Percé in Gaspésie– Îles-de-la-Madeleine (region), Quebec — French Canadian Region
A Rock Forever Sculpted by Time and Tide
Un rocher sans cesse sculpté, au ﬁl du temps et des marées
—Parc National de l’Île-Bonaventure-et-du-Rocher-Percé —
From the days of New France to today, many have spoken of its shape.
“We came to Isle Percée… a very tall rock, with two steep sides and pierced by hole through which long boats and ships may pass at high tide.” Samuel de Champlain, 1603
There was but a single hole in the shape of an arch… two more have come into being since, not as large though now growing daily. Nicolas Denys, Seigneur of Percé, 1686
This massive apparently indestructible limestone titan is, in fact, a fragile giant… Born of the sea, it is slowly returning to the water, one stone at a time, broken down by the action of the rain, waves and time…
Exposed to the air at low tide, the gravel bridge allows visitors to approach the Rock for a closer look, but keep in mind that several hundred tonnes of stone fall to the ground below every year.

Photo object pointing entries
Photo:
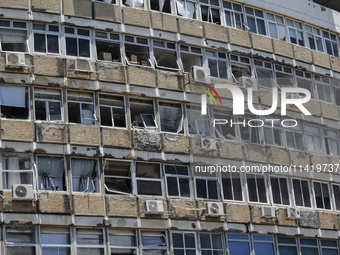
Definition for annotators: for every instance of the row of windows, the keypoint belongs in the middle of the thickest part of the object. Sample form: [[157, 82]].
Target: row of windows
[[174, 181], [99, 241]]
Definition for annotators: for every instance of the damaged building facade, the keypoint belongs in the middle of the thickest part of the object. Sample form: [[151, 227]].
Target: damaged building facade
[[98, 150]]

» WHAT TO WORK ON:
1) Answer these questions about the text on Percé Rock:
(a) Who is quoted for the year 1603?
(b) According to Nicolas Denys, how many more holes had come into being since there was a single one?
(c) How much stone falls to the ground below every year?
2) Does each statement agree with the text on Percé Rock? Answer yes or no and quote the words that decide it.
(a) The Rock is made of limestone.
(b) The gravel bridge is exposed to the air at high tide.
(c) Nicolas Denys described the newer holes as shrinking.
3) Repeat the text on Percé Rock from "Percé in Gaspésie–" to "of its shape.".

» RESPONSE LIST:
1)
(a) Samuel de Champlain
(b) Two more
(c) Several hundred tonnes

2)
(a) Yes: "This massive apparently indestructible limestone titan"
(b) No: "Exposed to the air at low tide, the gravel bridge"
(c) No: "two more have come into being since, not as large though now growing daily"

3)
Percé in Gaspésie– Îles-de-la-Madeleine (region), Quebec — French Canadian Region
A Rock Forever Sculpted by Time and Tide
Un rocher sans cesse sculpté, au ﬁl du temps et des marées
—Parc National de l’Île-Bonaventure-et-du-Rocher-Percé —
From the days of New France to today, many have spoken of its shape.